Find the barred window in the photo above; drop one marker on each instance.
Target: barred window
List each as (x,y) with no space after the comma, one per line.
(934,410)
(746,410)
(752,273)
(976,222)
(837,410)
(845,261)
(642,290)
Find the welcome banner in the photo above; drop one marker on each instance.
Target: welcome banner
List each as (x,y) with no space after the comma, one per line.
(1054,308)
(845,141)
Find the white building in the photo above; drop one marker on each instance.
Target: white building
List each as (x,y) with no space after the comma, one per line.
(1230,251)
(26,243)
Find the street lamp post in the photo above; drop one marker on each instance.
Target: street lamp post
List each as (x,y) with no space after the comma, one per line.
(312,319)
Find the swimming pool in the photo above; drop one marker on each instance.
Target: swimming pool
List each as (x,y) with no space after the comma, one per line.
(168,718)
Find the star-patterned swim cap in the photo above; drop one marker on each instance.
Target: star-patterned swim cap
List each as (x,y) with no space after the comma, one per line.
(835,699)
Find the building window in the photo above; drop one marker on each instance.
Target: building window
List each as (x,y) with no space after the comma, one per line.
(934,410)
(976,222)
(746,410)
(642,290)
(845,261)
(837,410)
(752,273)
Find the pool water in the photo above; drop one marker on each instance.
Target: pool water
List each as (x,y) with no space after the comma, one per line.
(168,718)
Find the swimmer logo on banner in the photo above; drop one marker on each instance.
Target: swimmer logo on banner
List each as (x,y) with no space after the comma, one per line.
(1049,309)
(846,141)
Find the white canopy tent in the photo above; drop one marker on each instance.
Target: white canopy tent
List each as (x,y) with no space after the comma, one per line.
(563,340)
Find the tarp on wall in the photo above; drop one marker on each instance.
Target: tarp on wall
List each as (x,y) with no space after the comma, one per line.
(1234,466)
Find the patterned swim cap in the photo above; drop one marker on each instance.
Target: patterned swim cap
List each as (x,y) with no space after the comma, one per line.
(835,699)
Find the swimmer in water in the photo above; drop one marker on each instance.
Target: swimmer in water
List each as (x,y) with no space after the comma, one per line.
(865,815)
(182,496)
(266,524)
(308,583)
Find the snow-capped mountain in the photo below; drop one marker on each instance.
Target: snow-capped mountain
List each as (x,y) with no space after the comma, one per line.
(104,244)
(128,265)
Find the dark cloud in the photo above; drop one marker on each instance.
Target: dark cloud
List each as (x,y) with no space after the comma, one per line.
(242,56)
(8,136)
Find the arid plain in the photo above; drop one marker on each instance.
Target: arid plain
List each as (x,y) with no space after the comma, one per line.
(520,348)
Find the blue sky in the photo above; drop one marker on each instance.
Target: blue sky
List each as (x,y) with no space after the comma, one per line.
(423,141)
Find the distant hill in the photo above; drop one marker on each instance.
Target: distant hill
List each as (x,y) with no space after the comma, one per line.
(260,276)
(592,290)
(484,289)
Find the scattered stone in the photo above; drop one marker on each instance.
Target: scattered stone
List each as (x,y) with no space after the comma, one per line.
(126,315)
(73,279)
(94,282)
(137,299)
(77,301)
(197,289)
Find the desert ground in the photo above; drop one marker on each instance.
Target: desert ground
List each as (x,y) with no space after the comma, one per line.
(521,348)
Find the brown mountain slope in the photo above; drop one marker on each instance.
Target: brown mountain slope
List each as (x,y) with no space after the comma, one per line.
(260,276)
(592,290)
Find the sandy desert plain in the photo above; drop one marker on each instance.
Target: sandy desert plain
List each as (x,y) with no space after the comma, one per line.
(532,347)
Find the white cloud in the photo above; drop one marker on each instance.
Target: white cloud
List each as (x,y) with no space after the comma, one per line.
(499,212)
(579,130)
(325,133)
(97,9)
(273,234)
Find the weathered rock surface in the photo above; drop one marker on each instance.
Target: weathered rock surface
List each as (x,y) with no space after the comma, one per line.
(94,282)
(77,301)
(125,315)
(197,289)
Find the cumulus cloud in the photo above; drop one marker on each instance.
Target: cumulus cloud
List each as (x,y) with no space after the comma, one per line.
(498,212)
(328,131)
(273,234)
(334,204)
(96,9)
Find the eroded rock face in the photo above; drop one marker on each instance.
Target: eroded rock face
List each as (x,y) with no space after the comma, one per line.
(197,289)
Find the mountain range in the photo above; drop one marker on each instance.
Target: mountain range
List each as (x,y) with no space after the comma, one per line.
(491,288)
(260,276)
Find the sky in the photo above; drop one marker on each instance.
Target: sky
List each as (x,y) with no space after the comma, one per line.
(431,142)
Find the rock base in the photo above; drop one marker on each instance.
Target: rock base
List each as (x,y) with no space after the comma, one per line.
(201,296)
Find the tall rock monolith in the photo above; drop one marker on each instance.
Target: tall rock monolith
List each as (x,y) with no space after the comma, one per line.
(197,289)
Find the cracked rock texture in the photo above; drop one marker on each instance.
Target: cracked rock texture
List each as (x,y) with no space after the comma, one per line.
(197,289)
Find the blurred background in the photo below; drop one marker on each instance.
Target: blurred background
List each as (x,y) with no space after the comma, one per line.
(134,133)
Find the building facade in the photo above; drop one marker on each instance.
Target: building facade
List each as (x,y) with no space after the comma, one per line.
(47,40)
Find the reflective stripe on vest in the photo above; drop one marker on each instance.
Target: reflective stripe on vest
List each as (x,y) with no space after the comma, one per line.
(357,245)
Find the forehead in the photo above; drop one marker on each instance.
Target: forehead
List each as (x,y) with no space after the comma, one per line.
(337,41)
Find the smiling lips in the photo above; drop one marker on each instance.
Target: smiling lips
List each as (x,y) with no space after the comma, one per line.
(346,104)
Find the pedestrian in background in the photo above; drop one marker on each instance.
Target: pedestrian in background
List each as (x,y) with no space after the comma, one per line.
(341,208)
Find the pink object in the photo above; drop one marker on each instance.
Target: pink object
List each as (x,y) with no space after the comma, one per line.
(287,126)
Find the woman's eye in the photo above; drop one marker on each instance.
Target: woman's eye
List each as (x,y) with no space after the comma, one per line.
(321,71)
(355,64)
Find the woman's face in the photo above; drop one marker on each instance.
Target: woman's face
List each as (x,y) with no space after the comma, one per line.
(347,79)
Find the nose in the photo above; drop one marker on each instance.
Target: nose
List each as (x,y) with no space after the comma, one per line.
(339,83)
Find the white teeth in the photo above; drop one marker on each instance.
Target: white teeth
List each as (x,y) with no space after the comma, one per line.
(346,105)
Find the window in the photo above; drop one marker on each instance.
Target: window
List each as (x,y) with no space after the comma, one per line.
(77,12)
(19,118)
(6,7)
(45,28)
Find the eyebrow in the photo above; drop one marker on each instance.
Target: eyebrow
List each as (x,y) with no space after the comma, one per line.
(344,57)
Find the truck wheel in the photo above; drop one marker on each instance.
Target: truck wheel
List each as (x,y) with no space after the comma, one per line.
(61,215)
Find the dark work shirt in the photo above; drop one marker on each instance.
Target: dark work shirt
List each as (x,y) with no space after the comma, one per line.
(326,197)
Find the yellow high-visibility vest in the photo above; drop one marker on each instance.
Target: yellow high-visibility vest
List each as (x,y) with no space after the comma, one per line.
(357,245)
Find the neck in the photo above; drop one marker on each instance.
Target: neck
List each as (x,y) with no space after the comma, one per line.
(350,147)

--- TO DO ---
Gather up every line in the data above that contains the word "range", copying each one.

--- SOLUTION TO THIS PROBLEM ---
Find the mountain range in the photo above; drop one marker on each instance.
Target: mountain range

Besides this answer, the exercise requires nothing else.